ACTIVITY LIST:
• A. In the interview excerpt on immunotherapy, what can T cells do when properly targeted and delivered in sufficient numbers?
• B. Carry on the interview excerpt about immunotherapy research from its final line.

DOCUMENT EXTRACT:
+--

A: Progress in the research space has raised the hypothetical foundations of precision immunotherapy to the level of proof – it is now clear that when properly targeted and delivered in sufficient numbers, T cells can eradicate disseminated metastatic cancer. The main challenges, to me, are to understand the mechanistic details underlying successful immunotherapy, to learn the reasons why it works and under what conditions, and then to devise ways in which this information can be applied widely in the setting of community-level oncology. This will require approaches that can quickly move academic discoveries to clinical evaluation and, if successful, to a manufacturing process that is rugged and scalable. This will take new thinking at every level to ensure that scarce resources are directed to not only that which is possible – but almost from inception to that which is feasible.
Q: How do you envision your research focus and the technologies that you adopt might evolve over the forthcoming years?

+--

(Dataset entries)
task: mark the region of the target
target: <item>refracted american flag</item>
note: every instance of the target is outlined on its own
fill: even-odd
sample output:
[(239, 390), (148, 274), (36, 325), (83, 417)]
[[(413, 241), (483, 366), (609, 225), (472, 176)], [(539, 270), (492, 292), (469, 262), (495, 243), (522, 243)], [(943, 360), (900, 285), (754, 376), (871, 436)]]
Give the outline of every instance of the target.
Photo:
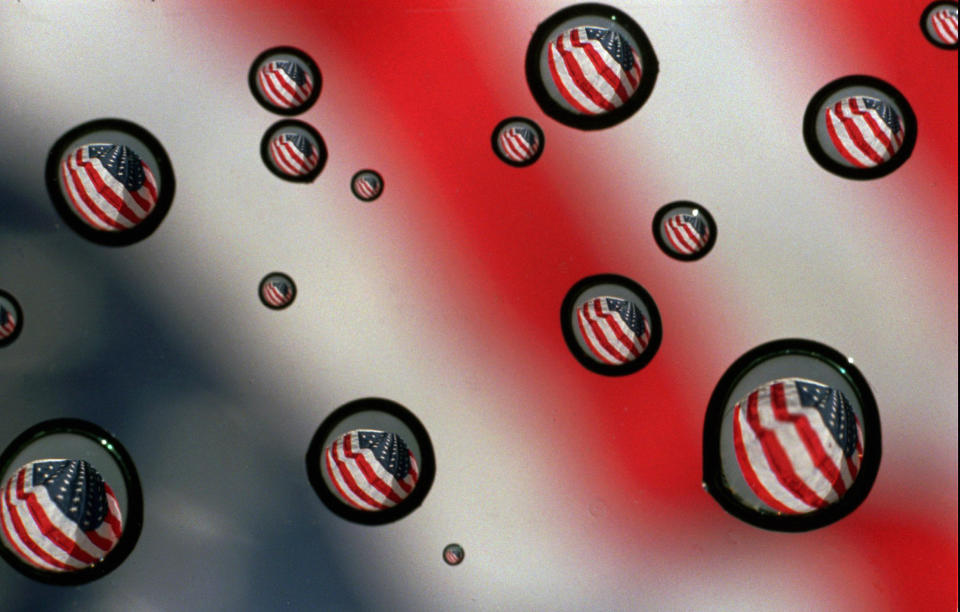
[(293, 299), (293, 287), (283, 279), (274, 278), (263, 283), (260, 292), (271, 306), (286, 306)]
[(893, 106), (869, 96), (838, 100), (827, 109), (827, 132), (837, 152), (857, 168), (889, 160), (903, 144), (903, 123)]
[(60, 164), (60, 178), (74, 212), (102, 231), (136, 227), (157, 203), (157, 181), (130, 147), (87, 144)]
[(515, 162), (527, 161), (540, 149), (537, 133), (526, 126), (514, 125), (500, 130), (497, 144), (504, 156)]
[(930, 15), (930, 25), (936, 38), (946, 44), (957, 44), (957, 9), (944, 7)]
[(778, 512), (812, 512), (843, 497), (860, 469), (862, 437), (843, 393), (810, 380), (775, 380), (734, 408), (740, 471)]
[(316, 168), (320, 153), (303, 134), (284, 132), (270, 141), (270, 159), (284, 174), (300, 176)]
[(279, 108), (296, 108), (313, 92), (310, 71), (293, 60), (267, 62), (257, 78), (263, 95)]
[(577, 309), (580, 333), (602, 363), (633, 361), (650, 342), (650, 324), (633, 302), (616, 297), (591, 298)]
[(637, 52), (620, 33), (607, 28), (567, 30), (550, 43), (547, 61), (560, 95), (585, 115), (622, 106), (640, 84)]
[(6, 338), (17, 329), (17, 321), (13, 313), (0, 304), (0, 340)]
[(670, 246), (678, 253), (699, 253), (710, 238), (710, 230), (700, 215), (681, 213), (667, 219), (663, 225)]
[(123, 533), (120, 504), (86, 461), (41, 459), (21, 467), (3, 488), (4, 544), (43, 570), (89, 567)]
[(383, 184), (372, 172), (364, 172), (353, 179), (353, 189), (361, 200), (372, 200), (380, 195)]
[(394, 433), (348, 431), (325, 452), (327, 476), (348, 504), (383, 510), (402, 502), (417, 484), (417, 461)]

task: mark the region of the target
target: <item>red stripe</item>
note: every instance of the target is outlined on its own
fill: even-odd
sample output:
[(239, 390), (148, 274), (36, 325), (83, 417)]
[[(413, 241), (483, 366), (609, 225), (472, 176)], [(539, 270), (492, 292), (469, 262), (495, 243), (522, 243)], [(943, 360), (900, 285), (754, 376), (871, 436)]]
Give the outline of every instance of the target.
[(778, 421), (793, 424), (797, 429), (797, 433), (800, 435), (800, 439), (803, 441), (803, 445), (807, 449), (807, 454), (809, 454), (813, 460), (813, 464), (817, 466), (820, 473), (830, 481), (837, 495), (842, 497), (843, 494), (847, 492), (847, 486), (843, 484), (843, 476), (840, 474), (840, 469), (823, 449), (820, 436), (813, 430), (813, 426), (810, 425), (810, 421), (806, 415), (791, 414), (787, 411), (787, 399), (784, 395), (782, 383), (774, 385), (773, 389), (771, 389), (771, 395), (773, 399), (773, 415)]
[[(576, 40), (575, 40), (576, 39)], [(570, 43), (573, 46), (578, 46), (580, 40), (579, 32), (573, 30), (570, 32)], [(603, 95), (593, 88), (593, 85), (590, 84), (590, 81), (584, 76), (583, 71), (580, 69), (580, 64), (577, 62), (577, 59), (573, 57), (571, 51), (566, 50), (562, 47), (563, 36), (557, 38), (557, 51), (560, 52), (560, 57), (563, 59), (563, 64), (567, 69), (567, 74), (570, 75), (570, 78), (573, 79), (576, 87), (590, 100), (604, 110), (611, 111), (616, 108), (609, 100), (603, 97)], [(557, 82), (557, 88), (562, 92), (565, 89), (565, 86), (561, 81)], [(587, 111), (590, 112), (590, 111)]]
[[(781, 386), (782, 384), (783, 383), (777, 383), (774, 387)], [(823, 508), (826, 506), (826, 502), (820, 499), (819, 495), (811, 491), (807, 483), (803, 482), (803, 480), (797, 476), (797, 473), (793, 469), (793, 464), (790, 463), (790, 457), (780, 445), (780, 440), (777, 439), (777, 435), (773, 431), (764, 429), (763, 426), (760, 425), (757, 400), (753, 394), (750, 396), (750, 404), (747, 407), (747, 422), (750, 424), (754, 435), (760, 440), (760, 444), (763, 447), (763, 454), (766, 456), (767, 462), (770, 464), (772, 472), (774, 476), (777, 477), (777, 480), (780, 481), (780, 484), (803, 500), (808, 506), (813, 506), (814, 508)]]
[[(117, 193), (109, 187), (104, 181), (103, 177), (100, 176), (100, 171), (90, 161), (81, 161), (81, 156), (79, 152), (77, 153), (77, 164), (82, 166), (87, 173), (87, 176), (90, 178), (90, 181), (93, 183), (93, 186), (97, 188), (97, 193), (99, 193), (103, 199), (109, 202), (117, 211), (126, 217), (127, 221), (131, 223), (140, 223), (140, 218), (137, 216), (137, 213), (133, 211), (127, 203), (123, 201)], [(102, 166), (101, 166), (102, 167)], [(104, 168), (104, 172), (107, 170)], [(122, 189), (122, 187), (121, 187)]]
[[(756, 392), (750, 394), (750, 398), (756, 400)], [(753, 471), (753, 464), (750, 463), (750, 457), (747, 456), (747, 449), (743, 446), (743, 430), (740, 428), (740, 404), (737, 404), (733, 413), (733, 448), (736, 451), (737, 463), (740, 464), (740, 472), (744, 480), (757, 494), (764, 503), (779, 512), (787, 514), (796, 514), (797, 511), (782, 504), (776, 497), (767, 491), (767, 488), (760, 482), (757, 473)]]
[(597, 52), (596, 47), (593, 46), (593, 43), (588, 40), (585, 43), (580, 43), (578, 46), (583, 49), (584, 52), (586, 52), (587, 57), (590, 58), (590, 61), (593, 63), (593, 67), (597, 69), (597, 72), (603, 77), (603, 80), (609, 83), (610, 87), (613, 87), (613, 90), (617, 92), (621, 102), (626, 102), (629, 100), (630, 94), (627, 93), (626, 87), (623, 86), (623, 81), (621, 81), (620, 77), (613, 72), (613, 69), (610, 68), (609, 64), (603, 61), (603, 58), (600, 57), (600, 54)]
[[(81, 155), (81, 152), (78, 149), (76, 154), (77, 159), (80, 158), (80, 155)], [(108, 226), (119, 229), (119, 230), (127, 229), (123, 225), (118, 223), (116, 220), (114, 220), (113, 218), (108, 217), (107, 214), (103, 212), (103, 210), (101, 210), (100, 207), (97, 206), (97, 204), (93, 200), (90, 199), (90, 196), (87, 194), (87, 190), (83, 186), (83, 183), (81, 182), (80, 177), (78, 176), (77, 170), (74, 168), (73, 164), (70, 164), (67, 161), (64, 161), (63, 163), (64, 163), (64, 166), (66, 166), (67, 170), (70, 171), (70, 178), (72, 179), (71, 182), (73, 183), (74, 191), (76, 191), (79, 194), (80, 199), (83, 200), (83, 202), (87, 205), (88, 209), (93, 211), (93, 214), (96, 215), (98, 219), (103, 221)], [(90, 216), (87, 215), (87, 213), (84, 212), (84, 210), (81, 208), (80, 203), (74, 199), (73, 192), (68, 190), (67, 195), (70, 196), (70, 200), (73, 202), (73, 209), (77, 211), (80, 214), (80, 216), (87, 221), (87, 223), (89, 223), (93, 227), (97, 227), (96, 222), (90, 219)]]

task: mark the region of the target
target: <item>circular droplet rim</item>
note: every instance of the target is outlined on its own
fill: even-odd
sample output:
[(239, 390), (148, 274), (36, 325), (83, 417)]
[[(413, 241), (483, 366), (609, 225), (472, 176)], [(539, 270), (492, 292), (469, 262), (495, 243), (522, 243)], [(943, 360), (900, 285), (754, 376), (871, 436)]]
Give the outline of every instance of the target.
[[(707, 231), (710, 232), (710, 235), (707, 237), (707, 243), (703, 245), (703, 248), (697, 251), (696, 253), (678, 253), (673, 249), (673, 247), (664, 240), (663, 235), (660, 231), (660, 228), (663, 225), (664, 219), (672, 211), (679, 208), (692, 208), (697, 212), (697, 215), (702, 217), (704, 222), (707, 224)], [(714, 243), (717, 241), (717, 223), (713, 219), (713, 215), (710, 214), (710, 211), (697, 204), (696, 202), (690, 202), (688, 200), (677, 200), (676, 202), (670, 202), (669, 204), (664, 204), (660, 207), (660, 210), (657, 211), (657, 214), (653, 216), (653, 239), (656, 240), (657, 245), (660, 247), (664, 253), (669, 255), (674, 259), (680, 261), (696, 261), (702, 259), (706, 256), (707, 253), (713, 248)]]
[[(377, 180), (380, 181), (380, 190), (377, 191), (377, 194), (372, 198), (365, 198), (359, 193), (357, 193), (356, 181), (363, 174), (374, 174), (376, 175)], [(377, 172), (376, 170), (371, 170), (370, 168), (364, 168), (363, 170), (358, 170), (357, 172), (354, 173), (352, 177), (350, 177), (350, 192), (353, 194), (355, 198), (357, 198), (361, 202), (373, 202), (374, 200), (376, 200), (377, 198), (383, 195), (383, 190), (385, 187), (386, 187), (386, 184), (383, 182), (383, 176), (381, 176), (380, 173)]]
[(10, 292), (0, 289), (0, 297), (10, 303), (10, 306), (13, 307), (13, 316), (16, 318), (16, 327), (13, 328), (13, 332), (6, 338), (0, 338), (0, 348), (2, 348), (13, 343), (13, 341), (20, 336), (20, 333), (23, 332), (23, 309), (20, 307), (20, 302), (17, 301), (17, 298), (13, 297), (13, 294)]
[(36, 568), (20, 559), (4, 545), (0, 545), (0, 556), (15, 570), (34, 580), (58, 585), (84, 584), (112, 572), (133, 552), (137, 540), (140, 539), (140, 532), (143, 530), (143, 489), (140, 486), (140, 477), (133, 459), (123, 444), (102, 427), (81, 419), (52, 419), (37, 423), (24, 431), (7, 445), (3, 454), (0, 454), (0, 474), (5, 474), (14, 458), (30, 444), (50, 434), (74, 434), (89, 438), (102, 446), (116, 462), (123, 475), (127, 491), (127, 512), (123, 517), (123, 533), (103, 561), (71, 572), (48, 572)]
[[(571, 323), (573, 311), (580, 301), (580, 296), (597, 285), (619, 285), (623, 287), (627, 292), (634, 294), (643, 301), (643, 306), (647, 314), (650, 315), (650, 341), (647, 343), (647, 348), (644, 349), (643, 353), (633, 361), (622, 365), (601, 363), (591, 357), (590, 354), (580, 346), (580, 343), (577, 342), (576, 334), (578, 331), (574, 329)], [(663, 341), (663, 322), (653, 297), (635, 281), (618, 274), (588, 276), (571, 287), (566, 297), (563, 298), (563, 303), (560, 306), (560, 327), (563, 330), (563, 339), (567, 343), (567, 348), (570, 349), (570, 352), (576, 360), (580, 362), (580, 365), (591, 372), (602, 374), (603, 376), (627, 376), (641, 370), (653, 360), (657, 351), (660, 349), (660, 343)]]
[(931, 13), (939, 8), (952, 7), (956, 9), (958, 4), (956, 2), (931, 2), (927, 5), (927, 8), (923, 9), (923, 14), (920, 15), (920, 30), (923, 32), (923, 37), (932, 44), (934, 47), (939, 49), (944, 49), (945, 51), (956, 51), (960, 48), (960, 40), (953, 44), (945, 43), (933, 34), (930, 33), (930, 28), (927, 27), (927, 20), (930, 18)]
[[(273, 140), (273, 137), (277, 132), (287, 128), (297, 128), (307, 132), (317, 145), (317, 165), (313, 170), (307, 172), (306, 174), (298, 174), (296, 176), (287, 174), (283, 170), (277, 168), (274, 165), (273, 160), (270, 159), (270, 141)], [(315, 130), (313, 126), (304, 123), (299, 119), (283, 119), (271, 125), (264, 133), (263, 138), (260, 139), (260, 158), (263, 160), (263, 164), (268, 170), (270, 170), (270, 172), (273, 173), (274, 176), (280, 177), (283, 180), (291, 183), (312, 183), (314, 179), (320, 175), (323, 167), (327, 164), (327, 145), (325, 142), (323, 142), (323, 138), (320, 136), (320, 133)]]
[[(382, 412), (401, 421), (413, 432), (417, 444), (420, 447), (420, 461), (418, 466), (420, 468), (420, 474), (417, 477), (417, 485), (413, 488), (413, 491), (396, 506), (376, 512), (354, 508), (337, 497), (333, 491), (327, 487), (326, 482), (324, 482), (321, 467), (324, 444), (336, 427), (343, 422), (344, 419), (354, 414), (370, 411)], [(430, 436), (427, 434), (427, 430), (423, 424), (420, 423), (420, 420), (397, 402), (375, 397), (348, 402), (334, 410), (325, 418), (313, 435), (313, 439), (310, 440), (310, 446), (307, 448), (306, 462), (307, 479), (310, 481), (310, 485), (317, 493), (320, 501), (323, 502), (323, 505), (337, 516), (363, 525), (392, 523), (404, 518), (419, 508), (423, 500), (426, 499), (427, 493), (430, 492), (430, 487), (433, 486), (433, 480), (437, 470), (436, 459), (433, 454), (433, 444), (430, 442)]]
[[(642, 75), (633, 95), (623, 105), (602, 115), (582, 115), (568, 110), (553, 99), (542, 82), (540, 72), (540, 53), (548, 43), (550, 34), (565, 21), (579, 17), (599, 17), (608, 19), (622, 28), (637, 43), (637, 55), (640, 57)], [(643, 29), (629, 15), (620, 9), (605, 4), (576, 4), (557, 11), (537, 26), (527, 46), (526, 77), (527, 86), (540, 109), (547, 116), (560, 123), (580, 130), (599, 130), (611, 127), (632, 117), (646, 103), (657, 81), (659, 62), (653, 45)]]
[[(300, 61), (304, 67), (311, 72), (313, 76), (313, 91), (311, 91), (310, 95), (307, 96), (307, 99), (303, 101), (303, 104), (292, 108), (281, 108), (270, 102), (270, 100), (264, 96), (263, 92), (260, 91), (260, 87), (257, 85), (257, 74), (260, 72), (260, 66), (274, 55), (292, 55), (296, 57), (297, 60)], [(273, 47), (271, 49), (267, 49), (258, 55), (255, 60), (253, 60), (253, 64), (250, 65), (250, 72), (247, 76), (247, 81), (250, 85), (250, 93), (253, 94), (253, 98), (260, 104), (260, 106), (267, 109), (271, 113), (292, 117), (309, 110), (310, 107), (312, 107), (317, 101), (317, 98), (320, 97), (320, 89), (323, 86), (323, 75), (320, 74), (320, 69), (317, 67), (317, 63), (314, 62), (313, 58), (307, 55), (304, 51), (301, 51), (296, 47)]]
[[(454, 557), (451, 560), (451, 557), (448, 557), (448, 553), (453, 553)], [(443, 547), (443, 552), (441, 553), (441, 558), (443, 562), (449, 565), (450, 567), (456, 567), (463, 563), (463, 560), (467, 557), (467, 551), (463, 549), (463, 546), (460, 546), (456, 542), (447, 544)]]
[[(281, 304), (279, 306), (271, 304), (270, 302), (267, 301), (265, 297), (263, 297), (263, 286), (267, 284), (268, 280), (276, 276), (279, 276), (283, 278), (283, 280), (290, 283), (290, 289), (293, 292), (293, 295), (290, 296), (290, 301), (287, 302), (286, 304)], [(284, 310), (286, 308), (289, 308), (290, 305), (293, 304), (294, 300), (297, 299), (297, 284), (293, 282), (293, 279), (290, 278), (289, 274), (285, 274), (283, 272), (270, 272), (269, 274), (265, 275), (263, 278), (260, 279), (260, 284), (257, 285), (257, 296), (260, 298), (260, 303), (266, 306), (267, 308), (269, 308), (270, 310)]]
[[(132, 139), (142, 143), (156, 159), (157, 167), (151, 168), (151, 170), (155, 171), (160, 179), (160, 193), (157, 194), (157, 201), (150, 214), (136, 226), (116, 232), (102, 231), (87, 225), (83, 219), (74, 213), (70, 203), (63, 195), (63, 188), (60, 184), (60, 161), (66, 153), (67, 147), (85, 136), (105, 131), (124, 132)], [(140, 242), (151, 235), (160, 226), (164, 217), (167, 216), (176, 190), (173, 165), (170, 163), (170, 158), (167, 156), (163, 145), (145, 128), (124, 119), (95, 119), (78, 125), (61, 136), (50, 148), (50, 153), (47, 155), (44, 177), (47, 184), (47, 193), (63, 222), (81, 237), (104, 246), (127, 246)]]
[[(904, 140), (900, 149), (894, 156), (871, 168), (856, 168), (847, 166), (831, 157), (824, 148), (827, 145), (821, 144), (817, 138), (817, 119), (823, 110), (824, 104), (836, 92), (841, 89), (851, 87), (865, 87), (874, 89), (888, 97), (891, 102), (900, 111), (903, 120)], [(807, 104), (807, 110), (803, 115), (803, 141), (807, 146), (807, 151), (814, 161), (824, 170), (841, 176), (843, 178), (854, 180), (871, 180), (887, 176), (891, 172), (902, 166), (913, 154), (913, 149), (917, 144), (917, 116), (907, 99), (893, 85), (878, 78), (866, 75), (851, 75), (841, 77), (831, 81), (820, 88)]]
[[(504, 153), (500, 149), (500, 131), (503, 130), (508, 125), (510, 125), (511, 123), (523, 123), (524, 125), (529, 127), (531, 130), (536, 132), (537, 142), (539, 143), (539, 146), (537, 147), (537, 150), (534, 151), (533, 155), (530, 156), (530, 159), (526, 159), (523, 161), (510, 159), (509, 157), (507, 157), (506, 153)], [(534, 121), (527, 119), (526, 117), (508, 117), (503, 121), (501, 121), (500, 123), (498, 123), (497, 126), (493, 128), (493, 133), (490, 135), (490, 146), (493, 147), (493, 153), (494, 155), (497, 156), (497, 159), (507, 164), (508, 166), (513, 166), (515, 168), (525, 168), (526, 166), (529, 166), (533, 164), (535, 161), (537, 161), (538, 159), (540, 159), (540, 156), (543, 155), (543, 147), (545, 144), (546, 144), (546, 140), (544, 139), (544, 136), (543, 136), (543, 130), (540, 129), (540, 126), (537, 125)]]
[[(869, 443), (857, 478), (843, 497), (826, 508), (807, 514), (777, 514), (752, 508), (727, 487), (723, 475), (720, 432), (734, 388), (758, 365), (785, 355), (805, 356), (825, 363), (854, 389), (863, 418), (864, 440)], [(881, 454), (880, 414), (873, 392), (860, 370), (843, 354), (825, 344), (799, 338), (774, 340), (748, 351), (733, 362), (710, 396), (703, 424), (703, 486), (724, 510), (745, 523), (772, 531), (809, 531), (839, 521), (866, 500), (880, 470)]]

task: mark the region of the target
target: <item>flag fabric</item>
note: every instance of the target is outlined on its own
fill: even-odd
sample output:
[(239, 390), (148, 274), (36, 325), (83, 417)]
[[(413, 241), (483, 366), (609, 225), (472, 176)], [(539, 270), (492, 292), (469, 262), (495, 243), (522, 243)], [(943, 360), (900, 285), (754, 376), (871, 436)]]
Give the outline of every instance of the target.
[(957, 44), (957, 9), (942, 8), (934, 11), (930, 15), (930, 25), (940, 42), (946, 45)]
[(681, 213), (673, 215), (663, 226), (670, 246), (678, 253), (699, 253), (710, 238), (710, 230), (700, 215)]
[(515, 162), (527, 161), (540, 149), (536, 132), (526, 126), (511, 126), (500, 130), (497, 144), (503, 155)]
[(123, 532), (113, 490), (83, 460), (41, 459), (21, 467), (3, 488), (0, 511), (6, 546), (51, 572), (97, 563)]
[(633, 361), (650, 342), (650, 324), (633, 302), (615, 297), (591, 298), (577, 309), (584, 342), (600, 362)]
[(284, 174), (299, 176), (316, 168), (320, 153), (303, 134), (284, 132), (270, 141), (270, 159)]
[(840, 155), (857, 168), (886, 162), (903, 144), (903, 123), (893, 106), (869, 96), (838, 100), (826, 111), (827, 132)]
[(263, 284), (260, 290), (263, 299), (271, 306), (286, 306), (293, 299), (293, 288), (283, 279), (270, 279)]
[(417, 461), (397, 434), (348, 431), (326, 449), (327, 476), (348, 504), (383, 510), (402, 502), (417, 484)]
[(157, 203), (153, 172), (124, 145), (78, 147), (60, 164), (60, 178), (73, 211), (94, 229), (136, 227)]
[(296, 108), (313, 92), (310, 71), (292, 60), (267, 62), (257, 73), (260, 90), (279, 108)]
[(640, 84), (640, 57), (614, 30), (573, 28), (552, 41), (547, 51), (554, 85), (579, 113), (612, 111), (625, 104)]
[(17, 329), (17, 321), (13, 313), (0, 304), (0, 340), (6, 338)]
[(843, 393), (810, 380), (775, 380), (734, 408), (741, 473), (757, 497), (782, 513), (838, 501), (857, 477), (862, 437)]
[(380, 195), (380, 179), (371, 172), (364, 172), (353, 180), (353, 189), (362, 200), (372, 200)]

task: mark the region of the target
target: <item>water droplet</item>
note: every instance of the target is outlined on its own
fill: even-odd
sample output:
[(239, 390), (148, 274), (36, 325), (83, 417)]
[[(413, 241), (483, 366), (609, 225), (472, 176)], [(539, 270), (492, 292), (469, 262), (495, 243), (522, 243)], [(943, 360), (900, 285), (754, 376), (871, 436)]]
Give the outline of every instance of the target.
[(910, 157), (917, 118), (892, 85), (849, 76), (818, 91), (804, 115), (807, 150), (824, 169), (851, 179), (890, 174)]
[(317, 64), (294, 47), (261, 53), (250, 66), (248, 81), (257, 102), (279, 115), (296, 115), (310, 108), (322, 84)]
[(375, 170), (361, 170), (350, 179), (350, 191), (357, 199), (372, 202), (383, 193), (383, 177)]
[(493, 152), (511, 166), (529, 166), (543, 153), (543, 130), (523, 117), (504, 119), (490, 137)]
[(699, 204), (671, 202), (654, 215), (653, 237), (670, 257), (694, 261), (713, 248), (717, 240), (717, 224), (713, 215)]
[(563, 9), (540, 24), (527, 47), (527, 84), (537, 103), (580, 129), (609, 127), (633, 115), (653, 90), (657, 71), (646, 34), (610, 7)]
[(447, 565), (460, 565), (466, 553), (459, 544), (447, 544), (443, 547), (443, 560)]

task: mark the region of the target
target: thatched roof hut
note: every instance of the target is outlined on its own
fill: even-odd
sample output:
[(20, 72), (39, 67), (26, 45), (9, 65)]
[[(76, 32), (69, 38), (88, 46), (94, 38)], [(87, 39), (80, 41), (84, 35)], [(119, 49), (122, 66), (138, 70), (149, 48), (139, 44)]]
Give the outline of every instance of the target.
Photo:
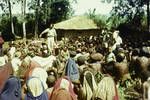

+--

SOLVED PROBLEMS:
• A. They can eradicate disseminated metastatic cancer.

• B.
A: A central feature of science is that new and often unanticipated technologies can enable huge leaps forward in what’s possible, and I’ve witnessed this numerous times in my own field in the form of flow cytometry, peptide/MHC tetramers, transgenic mice, laser-confocal microscopy, next-generation sequencing and CRISPR-based genome engineering among others. Although we do not usually focus on their development, I’ve tried to stay aware of new technologies and incorporate them into our research when I can understand and appreciate their potential. At heart, however, I’m a relatively simple biologist who tends to focus on one question at a time, and at present, that is to understand whether cancer patients possess within their own immune system the capacity to recognize the mutations that define and distinguish cancer and eradicate it based on those differences.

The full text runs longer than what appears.